* Begin *
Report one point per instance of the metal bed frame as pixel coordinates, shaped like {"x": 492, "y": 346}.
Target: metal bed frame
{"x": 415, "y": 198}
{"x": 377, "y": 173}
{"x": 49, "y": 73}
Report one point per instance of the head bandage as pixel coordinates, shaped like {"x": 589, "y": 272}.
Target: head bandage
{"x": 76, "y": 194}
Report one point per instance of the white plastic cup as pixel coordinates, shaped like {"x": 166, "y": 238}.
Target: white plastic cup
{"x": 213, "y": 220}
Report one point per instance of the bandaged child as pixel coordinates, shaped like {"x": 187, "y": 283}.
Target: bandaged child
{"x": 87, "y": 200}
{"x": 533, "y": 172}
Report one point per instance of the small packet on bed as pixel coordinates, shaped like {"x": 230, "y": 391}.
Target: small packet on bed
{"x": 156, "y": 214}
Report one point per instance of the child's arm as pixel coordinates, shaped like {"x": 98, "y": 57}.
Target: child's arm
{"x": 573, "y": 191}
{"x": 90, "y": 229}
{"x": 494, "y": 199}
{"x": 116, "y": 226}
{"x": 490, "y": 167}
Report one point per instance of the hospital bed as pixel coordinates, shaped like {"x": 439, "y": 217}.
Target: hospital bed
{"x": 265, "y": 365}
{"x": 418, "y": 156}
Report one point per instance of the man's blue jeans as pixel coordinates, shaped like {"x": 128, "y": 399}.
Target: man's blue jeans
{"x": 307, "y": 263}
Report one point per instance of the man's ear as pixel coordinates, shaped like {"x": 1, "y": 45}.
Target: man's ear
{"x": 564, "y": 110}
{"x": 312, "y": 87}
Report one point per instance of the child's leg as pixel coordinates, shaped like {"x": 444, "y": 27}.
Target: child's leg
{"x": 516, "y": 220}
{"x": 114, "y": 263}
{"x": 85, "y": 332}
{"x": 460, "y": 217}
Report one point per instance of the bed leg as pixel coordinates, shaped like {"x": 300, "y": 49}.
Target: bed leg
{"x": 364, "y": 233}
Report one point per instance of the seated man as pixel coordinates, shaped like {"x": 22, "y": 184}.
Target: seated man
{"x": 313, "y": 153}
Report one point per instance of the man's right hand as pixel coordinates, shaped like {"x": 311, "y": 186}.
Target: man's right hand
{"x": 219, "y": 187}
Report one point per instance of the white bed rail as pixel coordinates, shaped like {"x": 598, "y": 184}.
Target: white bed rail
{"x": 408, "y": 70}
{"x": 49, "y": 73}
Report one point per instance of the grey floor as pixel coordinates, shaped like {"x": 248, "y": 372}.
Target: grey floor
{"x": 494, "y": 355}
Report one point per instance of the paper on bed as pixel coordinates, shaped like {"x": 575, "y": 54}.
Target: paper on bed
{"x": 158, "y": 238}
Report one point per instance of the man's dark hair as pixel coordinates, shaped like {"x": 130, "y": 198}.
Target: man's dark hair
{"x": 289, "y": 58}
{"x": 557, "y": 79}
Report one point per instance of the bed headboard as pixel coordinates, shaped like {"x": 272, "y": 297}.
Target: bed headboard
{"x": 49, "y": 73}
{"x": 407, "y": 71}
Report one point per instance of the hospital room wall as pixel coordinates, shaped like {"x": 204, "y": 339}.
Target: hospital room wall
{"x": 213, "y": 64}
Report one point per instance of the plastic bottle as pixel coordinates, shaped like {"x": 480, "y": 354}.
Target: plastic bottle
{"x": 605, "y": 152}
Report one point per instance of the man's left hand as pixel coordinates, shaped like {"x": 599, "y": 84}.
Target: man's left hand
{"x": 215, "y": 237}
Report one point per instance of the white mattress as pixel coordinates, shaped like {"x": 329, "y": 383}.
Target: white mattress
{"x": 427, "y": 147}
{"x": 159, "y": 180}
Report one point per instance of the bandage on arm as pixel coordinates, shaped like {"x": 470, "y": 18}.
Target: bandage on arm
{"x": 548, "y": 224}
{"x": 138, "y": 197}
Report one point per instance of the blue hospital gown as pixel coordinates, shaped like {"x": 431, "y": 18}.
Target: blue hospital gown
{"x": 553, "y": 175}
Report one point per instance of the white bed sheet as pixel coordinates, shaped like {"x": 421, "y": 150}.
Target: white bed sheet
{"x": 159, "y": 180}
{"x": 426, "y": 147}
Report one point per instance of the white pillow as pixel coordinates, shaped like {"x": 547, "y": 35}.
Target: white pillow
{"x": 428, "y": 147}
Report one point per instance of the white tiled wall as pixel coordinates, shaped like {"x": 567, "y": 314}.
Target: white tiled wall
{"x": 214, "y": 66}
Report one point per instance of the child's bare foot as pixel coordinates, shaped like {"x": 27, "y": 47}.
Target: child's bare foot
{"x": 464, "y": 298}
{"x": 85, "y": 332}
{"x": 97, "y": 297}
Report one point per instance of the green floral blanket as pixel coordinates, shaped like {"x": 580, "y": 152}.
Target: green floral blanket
* End *
* Begin *
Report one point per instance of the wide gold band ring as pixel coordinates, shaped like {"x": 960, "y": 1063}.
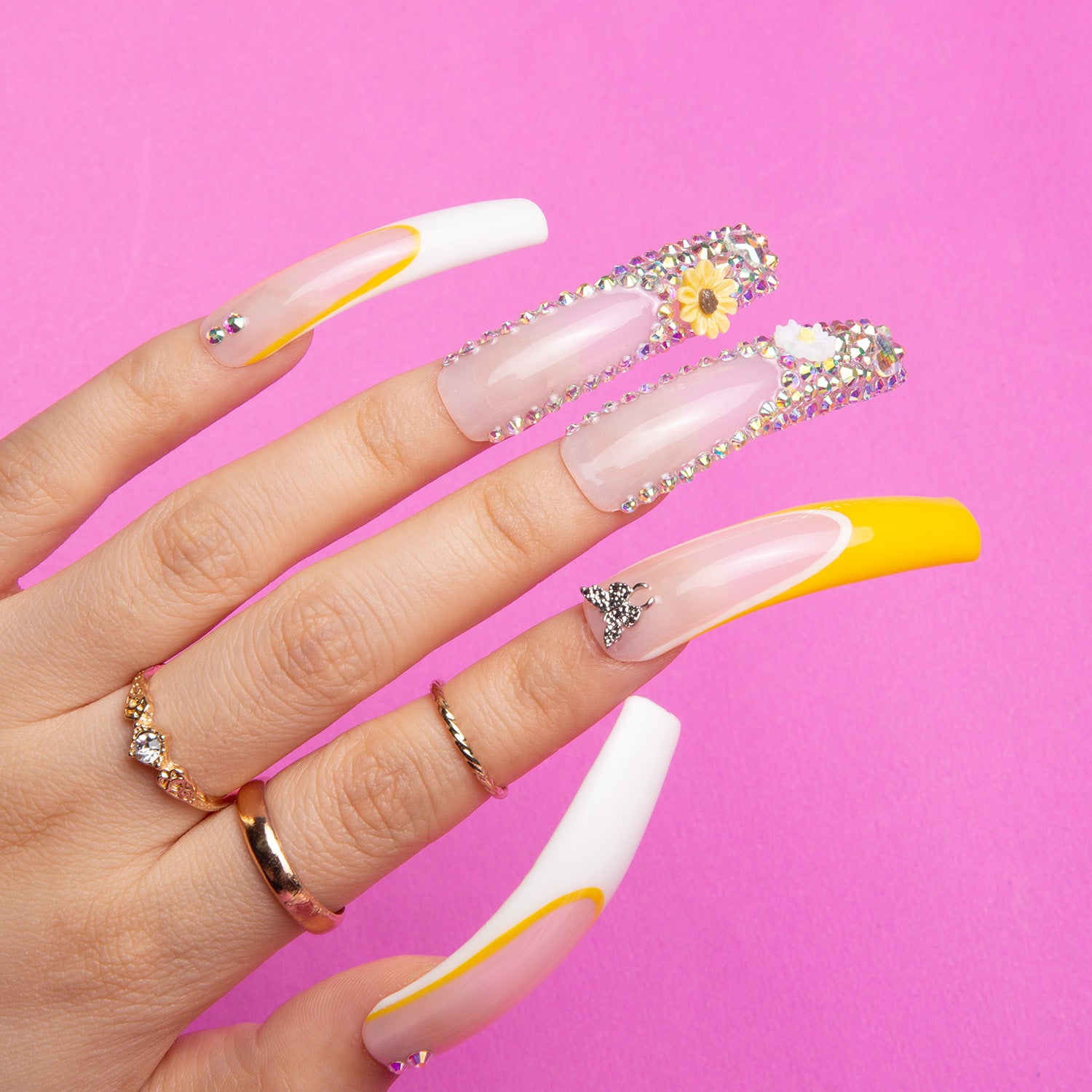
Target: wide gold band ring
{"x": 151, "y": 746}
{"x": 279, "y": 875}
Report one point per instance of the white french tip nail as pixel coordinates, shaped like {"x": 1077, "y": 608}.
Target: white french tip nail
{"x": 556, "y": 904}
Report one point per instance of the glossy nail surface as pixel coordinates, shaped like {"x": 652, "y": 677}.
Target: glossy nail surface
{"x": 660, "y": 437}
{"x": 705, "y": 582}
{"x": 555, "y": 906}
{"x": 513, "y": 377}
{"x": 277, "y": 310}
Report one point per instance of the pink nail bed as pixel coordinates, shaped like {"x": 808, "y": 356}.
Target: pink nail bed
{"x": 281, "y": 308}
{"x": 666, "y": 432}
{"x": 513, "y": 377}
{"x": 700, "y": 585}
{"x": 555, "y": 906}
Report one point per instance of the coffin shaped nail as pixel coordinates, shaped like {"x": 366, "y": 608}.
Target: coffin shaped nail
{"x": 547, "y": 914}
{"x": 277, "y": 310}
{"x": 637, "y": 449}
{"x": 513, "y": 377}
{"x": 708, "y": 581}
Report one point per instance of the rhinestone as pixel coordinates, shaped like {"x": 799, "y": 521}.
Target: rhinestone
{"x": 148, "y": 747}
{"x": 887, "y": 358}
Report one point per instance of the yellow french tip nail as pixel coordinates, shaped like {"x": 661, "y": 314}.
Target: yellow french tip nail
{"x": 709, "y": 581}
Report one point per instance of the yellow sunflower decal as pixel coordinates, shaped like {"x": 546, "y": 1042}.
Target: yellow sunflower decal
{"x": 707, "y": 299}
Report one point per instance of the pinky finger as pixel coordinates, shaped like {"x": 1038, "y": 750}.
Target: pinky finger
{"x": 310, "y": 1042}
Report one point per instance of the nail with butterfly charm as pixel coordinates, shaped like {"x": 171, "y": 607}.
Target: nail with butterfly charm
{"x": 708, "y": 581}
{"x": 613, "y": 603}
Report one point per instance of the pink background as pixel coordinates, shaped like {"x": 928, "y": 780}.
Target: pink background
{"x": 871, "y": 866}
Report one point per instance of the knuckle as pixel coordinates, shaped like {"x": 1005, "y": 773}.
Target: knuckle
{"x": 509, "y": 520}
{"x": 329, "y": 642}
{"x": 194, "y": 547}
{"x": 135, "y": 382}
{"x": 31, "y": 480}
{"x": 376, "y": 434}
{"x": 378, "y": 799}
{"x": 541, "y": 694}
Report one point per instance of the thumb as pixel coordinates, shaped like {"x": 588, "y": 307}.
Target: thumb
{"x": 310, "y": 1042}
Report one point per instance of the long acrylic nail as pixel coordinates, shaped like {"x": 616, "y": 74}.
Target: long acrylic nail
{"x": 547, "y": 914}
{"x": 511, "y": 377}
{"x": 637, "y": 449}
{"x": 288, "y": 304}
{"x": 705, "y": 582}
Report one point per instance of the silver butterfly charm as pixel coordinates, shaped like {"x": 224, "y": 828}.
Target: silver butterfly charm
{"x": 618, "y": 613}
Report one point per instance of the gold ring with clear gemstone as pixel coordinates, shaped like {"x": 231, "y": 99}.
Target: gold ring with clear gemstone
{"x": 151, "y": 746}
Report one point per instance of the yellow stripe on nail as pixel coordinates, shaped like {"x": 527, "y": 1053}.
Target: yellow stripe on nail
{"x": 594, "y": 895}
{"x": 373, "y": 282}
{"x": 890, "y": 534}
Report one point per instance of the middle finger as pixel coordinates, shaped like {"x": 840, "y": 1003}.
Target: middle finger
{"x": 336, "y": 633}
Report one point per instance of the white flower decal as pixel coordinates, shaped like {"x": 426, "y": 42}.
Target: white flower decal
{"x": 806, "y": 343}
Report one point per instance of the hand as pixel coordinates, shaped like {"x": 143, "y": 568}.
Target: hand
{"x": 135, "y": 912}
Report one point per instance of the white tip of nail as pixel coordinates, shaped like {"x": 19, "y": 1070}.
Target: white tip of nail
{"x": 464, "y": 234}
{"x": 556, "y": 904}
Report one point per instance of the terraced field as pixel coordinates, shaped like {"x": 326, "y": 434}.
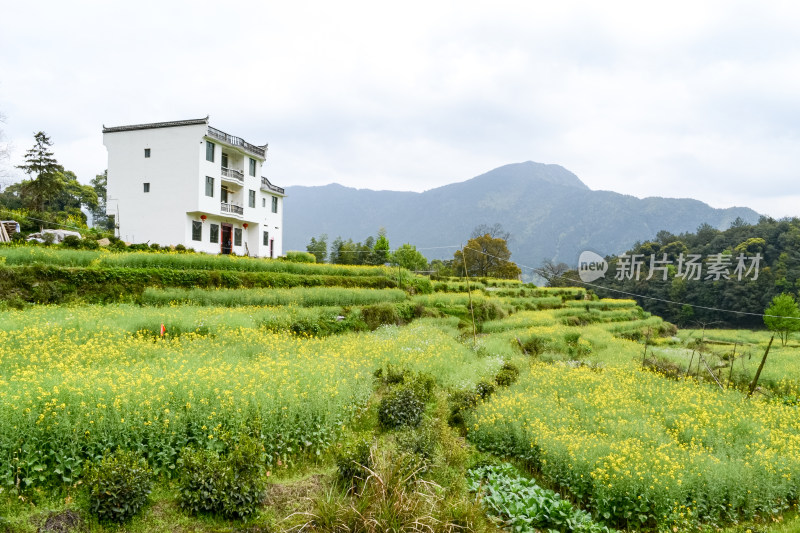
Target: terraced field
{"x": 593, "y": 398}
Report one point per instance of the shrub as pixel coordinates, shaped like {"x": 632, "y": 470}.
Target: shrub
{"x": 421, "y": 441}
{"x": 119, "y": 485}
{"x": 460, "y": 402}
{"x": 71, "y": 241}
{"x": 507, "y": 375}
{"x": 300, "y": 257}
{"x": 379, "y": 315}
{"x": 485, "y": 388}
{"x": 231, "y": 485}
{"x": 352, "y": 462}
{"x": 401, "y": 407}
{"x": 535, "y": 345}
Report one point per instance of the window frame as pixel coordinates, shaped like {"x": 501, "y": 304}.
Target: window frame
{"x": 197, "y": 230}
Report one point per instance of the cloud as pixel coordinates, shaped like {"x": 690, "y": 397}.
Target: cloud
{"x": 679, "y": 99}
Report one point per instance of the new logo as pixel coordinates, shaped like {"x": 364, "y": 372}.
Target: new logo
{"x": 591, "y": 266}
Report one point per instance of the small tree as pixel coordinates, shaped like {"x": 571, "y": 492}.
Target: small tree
* End *
* Begin *
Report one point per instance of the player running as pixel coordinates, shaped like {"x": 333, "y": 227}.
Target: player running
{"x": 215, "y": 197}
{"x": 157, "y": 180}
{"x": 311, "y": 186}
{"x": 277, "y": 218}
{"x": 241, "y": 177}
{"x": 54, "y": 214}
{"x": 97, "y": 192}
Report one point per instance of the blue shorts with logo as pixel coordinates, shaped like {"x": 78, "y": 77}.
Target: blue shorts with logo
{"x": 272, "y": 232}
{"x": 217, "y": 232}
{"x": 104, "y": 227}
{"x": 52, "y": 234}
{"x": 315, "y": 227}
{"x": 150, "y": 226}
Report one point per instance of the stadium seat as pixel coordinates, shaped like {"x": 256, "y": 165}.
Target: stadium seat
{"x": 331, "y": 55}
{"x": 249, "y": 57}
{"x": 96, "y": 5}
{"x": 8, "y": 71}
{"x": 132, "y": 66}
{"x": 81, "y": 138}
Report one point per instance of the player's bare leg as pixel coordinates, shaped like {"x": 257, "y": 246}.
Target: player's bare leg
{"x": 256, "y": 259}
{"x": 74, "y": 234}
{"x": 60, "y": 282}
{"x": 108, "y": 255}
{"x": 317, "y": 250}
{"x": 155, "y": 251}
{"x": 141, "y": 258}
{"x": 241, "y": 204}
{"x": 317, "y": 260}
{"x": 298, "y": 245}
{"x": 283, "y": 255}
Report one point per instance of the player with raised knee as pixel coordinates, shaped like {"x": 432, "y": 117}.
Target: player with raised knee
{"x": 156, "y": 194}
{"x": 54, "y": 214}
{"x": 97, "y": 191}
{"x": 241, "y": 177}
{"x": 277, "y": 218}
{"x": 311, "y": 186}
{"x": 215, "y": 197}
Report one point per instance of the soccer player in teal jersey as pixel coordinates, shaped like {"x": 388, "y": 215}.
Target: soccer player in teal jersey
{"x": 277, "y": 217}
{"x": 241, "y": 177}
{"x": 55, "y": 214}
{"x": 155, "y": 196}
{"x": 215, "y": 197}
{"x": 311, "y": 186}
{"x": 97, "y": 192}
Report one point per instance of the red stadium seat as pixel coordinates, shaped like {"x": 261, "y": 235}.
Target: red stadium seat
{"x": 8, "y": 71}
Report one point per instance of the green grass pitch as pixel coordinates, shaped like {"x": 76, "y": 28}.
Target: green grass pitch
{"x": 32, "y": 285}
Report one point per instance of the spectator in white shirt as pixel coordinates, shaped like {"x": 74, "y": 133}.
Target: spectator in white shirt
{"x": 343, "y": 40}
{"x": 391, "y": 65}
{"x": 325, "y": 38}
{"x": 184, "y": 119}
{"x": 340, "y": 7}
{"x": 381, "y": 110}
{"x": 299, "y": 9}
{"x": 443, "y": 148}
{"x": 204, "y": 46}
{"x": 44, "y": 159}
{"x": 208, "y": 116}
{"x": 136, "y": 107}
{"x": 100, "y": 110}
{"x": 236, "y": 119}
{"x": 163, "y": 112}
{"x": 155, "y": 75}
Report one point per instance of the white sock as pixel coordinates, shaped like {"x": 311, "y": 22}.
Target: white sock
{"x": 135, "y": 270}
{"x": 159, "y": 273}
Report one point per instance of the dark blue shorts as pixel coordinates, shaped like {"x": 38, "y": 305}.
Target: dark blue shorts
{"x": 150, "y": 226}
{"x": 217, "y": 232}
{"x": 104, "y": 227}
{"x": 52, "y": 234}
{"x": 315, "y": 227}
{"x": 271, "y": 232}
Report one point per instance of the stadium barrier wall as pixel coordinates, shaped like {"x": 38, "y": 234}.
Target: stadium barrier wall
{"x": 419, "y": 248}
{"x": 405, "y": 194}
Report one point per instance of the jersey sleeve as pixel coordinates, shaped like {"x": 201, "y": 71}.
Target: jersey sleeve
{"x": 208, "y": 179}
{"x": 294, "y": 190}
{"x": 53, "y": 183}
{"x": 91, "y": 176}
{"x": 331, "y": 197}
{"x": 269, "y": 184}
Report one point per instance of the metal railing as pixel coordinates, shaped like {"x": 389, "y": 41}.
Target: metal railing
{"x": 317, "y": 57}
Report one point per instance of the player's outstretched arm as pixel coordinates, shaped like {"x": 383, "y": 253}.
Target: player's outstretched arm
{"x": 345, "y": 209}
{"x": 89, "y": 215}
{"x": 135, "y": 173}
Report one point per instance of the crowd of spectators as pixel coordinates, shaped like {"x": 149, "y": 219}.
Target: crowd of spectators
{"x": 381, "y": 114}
* End *
**WHAT YOU NEED TO DO**
List each line of the rows above that contains the word "ring", copying every such line in full.

**CORRECT ANSWER**
Report one point per instance of the wide gold band ring as pixel coordinates, shaped like {"x": 960, "y": 1063}.
Target: wide gold band ring
Report one point per instance of the gold ring with clear gemstone as pixel coordinates, shaped like {"x": 231, "y": 99}.
Target: gold ring with clear gemstone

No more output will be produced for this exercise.